Your instructions:
Which lines below contain the word "serrated"? Copy each one in full. Case counts.

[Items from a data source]
· · · · · · ·
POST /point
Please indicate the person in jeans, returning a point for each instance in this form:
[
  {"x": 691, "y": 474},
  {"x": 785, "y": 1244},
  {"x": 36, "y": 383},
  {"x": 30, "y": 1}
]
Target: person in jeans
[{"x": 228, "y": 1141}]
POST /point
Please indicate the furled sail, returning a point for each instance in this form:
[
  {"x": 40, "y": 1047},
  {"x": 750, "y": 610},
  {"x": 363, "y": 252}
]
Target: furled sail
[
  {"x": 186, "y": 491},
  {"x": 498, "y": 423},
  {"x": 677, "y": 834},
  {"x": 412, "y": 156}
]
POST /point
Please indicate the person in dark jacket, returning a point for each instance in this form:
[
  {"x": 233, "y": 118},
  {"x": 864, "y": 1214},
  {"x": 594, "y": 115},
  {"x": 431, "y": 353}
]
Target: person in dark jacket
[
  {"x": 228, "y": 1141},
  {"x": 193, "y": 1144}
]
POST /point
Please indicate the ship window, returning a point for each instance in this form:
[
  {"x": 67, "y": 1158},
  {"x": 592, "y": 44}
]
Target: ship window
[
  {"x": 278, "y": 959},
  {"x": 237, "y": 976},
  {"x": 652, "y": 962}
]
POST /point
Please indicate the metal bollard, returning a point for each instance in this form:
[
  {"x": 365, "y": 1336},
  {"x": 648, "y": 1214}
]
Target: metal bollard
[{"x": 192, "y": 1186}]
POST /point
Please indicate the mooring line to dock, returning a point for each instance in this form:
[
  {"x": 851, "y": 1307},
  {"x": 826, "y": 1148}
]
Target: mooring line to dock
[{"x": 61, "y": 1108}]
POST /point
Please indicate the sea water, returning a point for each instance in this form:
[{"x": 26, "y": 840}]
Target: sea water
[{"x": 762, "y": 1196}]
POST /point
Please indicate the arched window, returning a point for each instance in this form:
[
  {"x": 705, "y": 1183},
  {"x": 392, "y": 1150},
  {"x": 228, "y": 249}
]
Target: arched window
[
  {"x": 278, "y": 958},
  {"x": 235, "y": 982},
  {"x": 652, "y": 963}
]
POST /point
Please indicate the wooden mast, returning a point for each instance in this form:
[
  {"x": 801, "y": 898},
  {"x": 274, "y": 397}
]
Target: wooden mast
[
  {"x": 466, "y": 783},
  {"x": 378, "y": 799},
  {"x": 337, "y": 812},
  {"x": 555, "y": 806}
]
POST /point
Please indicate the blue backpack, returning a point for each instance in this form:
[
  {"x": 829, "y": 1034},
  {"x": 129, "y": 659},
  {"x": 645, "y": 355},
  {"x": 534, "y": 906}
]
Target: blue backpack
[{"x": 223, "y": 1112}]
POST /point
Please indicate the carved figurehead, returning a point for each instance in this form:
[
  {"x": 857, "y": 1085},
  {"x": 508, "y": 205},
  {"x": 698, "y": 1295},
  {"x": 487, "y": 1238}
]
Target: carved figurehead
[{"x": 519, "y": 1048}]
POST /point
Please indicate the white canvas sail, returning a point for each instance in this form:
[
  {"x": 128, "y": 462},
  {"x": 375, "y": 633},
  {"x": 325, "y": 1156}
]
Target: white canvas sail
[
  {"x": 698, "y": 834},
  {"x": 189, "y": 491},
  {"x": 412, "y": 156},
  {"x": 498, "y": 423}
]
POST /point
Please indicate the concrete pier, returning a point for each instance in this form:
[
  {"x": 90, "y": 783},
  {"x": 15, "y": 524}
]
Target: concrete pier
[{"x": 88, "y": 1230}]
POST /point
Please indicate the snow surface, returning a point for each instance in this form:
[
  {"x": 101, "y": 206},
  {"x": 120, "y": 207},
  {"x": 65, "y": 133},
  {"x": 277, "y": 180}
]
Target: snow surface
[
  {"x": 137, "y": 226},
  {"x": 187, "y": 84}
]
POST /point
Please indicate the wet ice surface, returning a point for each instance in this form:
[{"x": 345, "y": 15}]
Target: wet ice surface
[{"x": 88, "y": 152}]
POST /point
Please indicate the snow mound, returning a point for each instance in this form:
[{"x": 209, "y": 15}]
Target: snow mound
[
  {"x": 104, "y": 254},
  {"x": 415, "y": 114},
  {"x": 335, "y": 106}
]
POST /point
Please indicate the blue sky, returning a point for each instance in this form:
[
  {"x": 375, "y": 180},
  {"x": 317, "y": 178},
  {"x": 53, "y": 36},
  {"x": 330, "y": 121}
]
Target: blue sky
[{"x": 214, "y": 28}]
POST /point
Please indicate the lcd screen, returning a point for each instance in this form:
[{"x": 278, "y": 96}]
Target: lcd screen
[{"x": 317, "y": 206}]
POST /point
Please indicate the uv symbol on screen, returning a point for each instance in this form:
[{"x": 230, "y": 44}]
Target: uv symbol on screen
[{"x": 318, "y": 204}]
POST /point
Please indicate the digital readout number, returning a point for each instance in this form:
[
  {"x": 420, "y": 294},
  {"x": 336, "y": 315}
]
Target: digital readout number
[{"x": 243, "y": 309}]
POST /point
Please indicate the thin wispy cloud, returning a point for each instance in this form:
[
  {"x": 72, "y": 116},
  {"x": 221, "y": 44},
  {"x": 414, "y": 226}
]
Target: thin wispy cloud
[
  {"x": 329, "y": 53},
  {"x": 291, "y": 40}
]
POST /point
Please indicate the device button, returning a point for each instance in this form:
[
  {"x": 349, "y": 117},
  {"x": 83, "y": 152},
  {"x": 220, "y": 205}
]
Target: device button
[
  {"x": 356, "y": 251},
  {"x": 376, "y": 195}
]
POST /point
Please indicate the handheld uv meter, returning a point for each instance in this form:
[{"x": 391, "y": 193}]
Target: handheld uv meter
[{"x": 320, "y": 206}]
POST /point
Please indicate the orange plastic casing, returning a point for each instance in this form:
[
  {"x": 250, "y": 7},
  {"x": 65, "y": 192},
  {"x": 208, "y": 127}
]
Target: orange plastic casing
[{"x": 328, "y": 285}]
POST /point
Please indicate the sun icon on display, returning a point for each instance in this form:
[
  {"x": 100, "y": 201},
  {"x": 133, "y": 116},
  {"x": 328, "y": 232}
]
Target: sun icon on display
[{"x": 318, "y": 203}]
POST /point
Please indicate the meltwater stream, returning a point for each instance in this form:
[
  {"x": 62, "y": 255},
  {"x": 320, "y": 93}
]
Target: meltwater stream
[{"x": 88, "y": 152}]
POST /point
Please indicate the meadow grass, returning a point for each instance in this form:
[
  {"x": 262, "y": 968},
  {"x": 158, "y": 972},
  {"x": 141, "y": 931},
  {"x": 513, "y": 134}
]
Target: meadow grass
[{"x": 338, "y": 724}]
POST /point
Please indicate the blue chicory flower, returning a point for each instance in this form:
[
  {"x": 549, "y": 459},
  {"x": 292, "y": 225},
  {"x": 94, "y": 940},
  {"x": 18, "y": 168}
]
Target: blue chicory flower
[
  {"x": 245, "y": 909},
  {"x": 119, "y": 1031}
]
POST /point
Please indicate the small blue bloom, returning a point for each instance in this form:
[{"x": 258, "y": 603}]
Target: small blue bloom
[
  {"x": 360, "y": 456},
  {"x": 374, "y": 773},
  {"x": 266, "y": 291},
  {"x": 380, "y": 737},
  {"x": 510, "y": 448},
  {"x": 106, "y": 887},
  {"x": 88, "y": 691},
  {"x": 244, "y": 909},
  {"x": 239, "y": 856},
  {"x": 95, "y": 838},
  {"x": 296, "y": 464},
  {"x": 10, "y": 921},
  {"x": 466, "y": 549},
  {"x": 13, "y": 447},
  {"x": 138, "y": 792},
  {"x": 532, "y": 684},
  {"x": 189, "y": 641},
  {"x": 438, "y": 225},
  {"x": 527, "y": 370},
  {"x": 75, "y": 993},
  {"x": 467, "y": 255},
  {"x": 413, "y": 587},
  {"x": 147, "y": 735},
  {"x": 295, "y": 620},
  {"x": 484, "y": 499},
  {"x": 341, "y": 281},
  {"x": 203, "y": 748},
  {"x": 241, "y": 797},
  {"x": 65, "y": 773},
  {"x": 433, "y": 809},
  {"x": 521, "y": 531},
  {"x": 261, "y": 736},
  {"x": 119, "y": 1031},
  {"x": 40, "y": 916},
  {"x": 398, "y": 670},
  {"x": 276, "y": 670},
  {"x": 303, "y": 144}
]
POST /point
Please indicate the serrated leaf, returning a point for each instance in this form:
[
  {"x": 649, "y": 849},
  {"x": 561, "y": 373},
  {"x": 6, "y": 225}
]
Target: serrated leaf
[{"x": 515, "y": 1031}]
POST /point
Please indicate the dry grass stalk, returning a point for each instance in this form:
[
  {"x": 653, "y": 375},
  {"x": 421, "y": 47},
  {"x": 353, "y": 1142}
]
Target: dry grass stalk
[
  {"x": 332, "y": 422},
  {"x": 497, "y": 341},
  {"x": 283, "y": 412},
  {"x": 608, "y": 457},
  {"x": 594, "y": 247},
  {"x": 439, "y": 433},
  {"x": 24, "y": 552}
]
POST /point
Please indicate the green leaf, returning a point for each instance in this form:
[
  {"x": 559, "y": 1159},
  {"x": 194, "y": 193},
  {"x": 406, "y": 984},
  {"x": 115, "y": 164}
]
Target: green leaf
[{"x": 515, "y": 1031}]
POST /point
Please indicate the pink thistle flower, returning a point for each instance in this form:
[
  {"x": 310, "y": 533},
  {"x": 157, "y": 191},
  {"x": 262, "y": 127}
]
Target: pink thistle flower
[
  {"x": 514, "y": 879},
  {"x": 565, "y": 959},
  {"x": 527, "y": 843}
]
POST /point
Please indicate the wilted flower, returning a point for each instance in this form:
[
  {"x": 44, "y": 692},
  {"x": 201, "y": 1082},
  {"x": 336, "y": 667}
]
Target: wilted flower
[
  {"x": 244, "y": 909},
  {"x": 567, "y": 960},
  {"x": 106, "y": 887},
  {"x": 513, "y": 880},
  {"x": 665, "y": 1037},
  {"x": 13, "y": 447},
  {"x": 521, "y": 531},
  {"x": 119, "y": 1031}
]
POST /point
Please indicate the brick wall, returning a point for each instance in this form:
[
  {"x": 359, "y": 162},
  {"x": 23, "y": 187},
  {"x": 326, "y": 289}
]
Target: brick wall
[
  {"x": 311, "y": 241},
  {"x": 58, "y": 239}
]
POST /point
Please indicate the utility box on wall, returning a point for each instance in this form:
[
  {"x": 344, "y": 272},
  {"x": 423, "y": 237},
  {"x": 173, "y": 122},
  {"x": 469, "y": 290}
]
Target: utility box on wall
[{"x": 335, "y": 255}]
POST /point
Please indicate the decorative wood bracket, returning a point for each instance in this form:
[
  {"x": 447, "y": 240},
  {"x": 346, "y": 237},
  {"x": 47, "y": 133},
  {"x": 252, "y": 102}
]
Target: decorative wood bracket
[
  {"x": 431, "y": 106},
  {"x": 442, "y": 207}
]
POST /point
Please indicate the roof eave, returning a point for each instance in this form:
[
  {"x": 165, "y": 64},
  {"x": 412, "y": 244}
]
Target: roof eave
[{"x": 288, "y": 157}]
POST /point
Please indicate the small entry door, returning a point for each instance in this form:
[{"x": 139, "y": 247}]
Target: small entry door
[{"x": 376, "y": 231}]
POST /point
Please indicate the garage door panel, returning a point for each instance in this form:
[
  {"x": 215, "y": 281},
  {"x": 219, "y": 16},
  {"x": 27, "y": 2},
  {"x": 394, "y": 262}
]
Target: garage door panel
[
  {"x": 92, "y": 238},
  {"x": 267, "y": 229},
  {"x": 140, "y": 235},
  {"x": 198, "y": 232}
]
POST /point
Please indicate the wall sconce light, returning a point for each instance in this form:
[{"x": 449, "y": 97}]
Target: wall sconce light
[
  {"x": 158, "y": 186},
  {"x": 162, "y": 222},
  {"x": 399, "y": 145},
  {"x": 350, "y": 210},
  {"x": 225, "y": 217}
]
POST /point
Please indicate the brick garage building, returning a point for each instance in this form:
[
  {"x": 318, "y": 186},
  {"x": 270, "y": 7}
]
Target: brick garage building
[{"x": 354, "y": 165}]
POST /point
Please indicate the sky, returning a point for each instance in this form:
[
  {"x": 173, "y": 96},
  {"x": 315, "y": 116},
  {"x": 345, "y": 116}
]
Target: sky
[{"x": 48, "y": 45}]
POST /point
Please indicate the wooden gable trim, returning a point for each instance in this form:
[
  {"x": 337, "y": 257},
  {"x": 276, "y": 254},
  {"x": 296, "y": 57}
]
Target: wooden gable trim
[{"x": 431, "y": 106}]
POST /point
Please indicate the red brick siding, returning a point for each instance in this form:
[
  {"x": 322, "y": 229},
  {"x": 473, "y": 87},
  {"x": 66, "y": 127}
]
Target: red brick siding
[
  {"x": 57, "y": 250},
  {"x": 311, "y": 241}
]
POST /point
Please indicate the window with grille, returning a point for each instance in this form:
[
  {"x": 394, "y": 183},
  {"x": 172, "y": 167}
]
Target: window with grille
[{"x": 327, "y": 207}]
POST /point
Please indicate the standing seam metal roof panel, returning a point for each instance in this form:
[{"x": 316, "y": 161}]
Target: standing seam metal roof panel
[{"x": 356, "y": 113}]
· · · · · · ·
Reply:
Please indicate the serrated leaf, returning a point for each instance in this form:
Target: serrated leaf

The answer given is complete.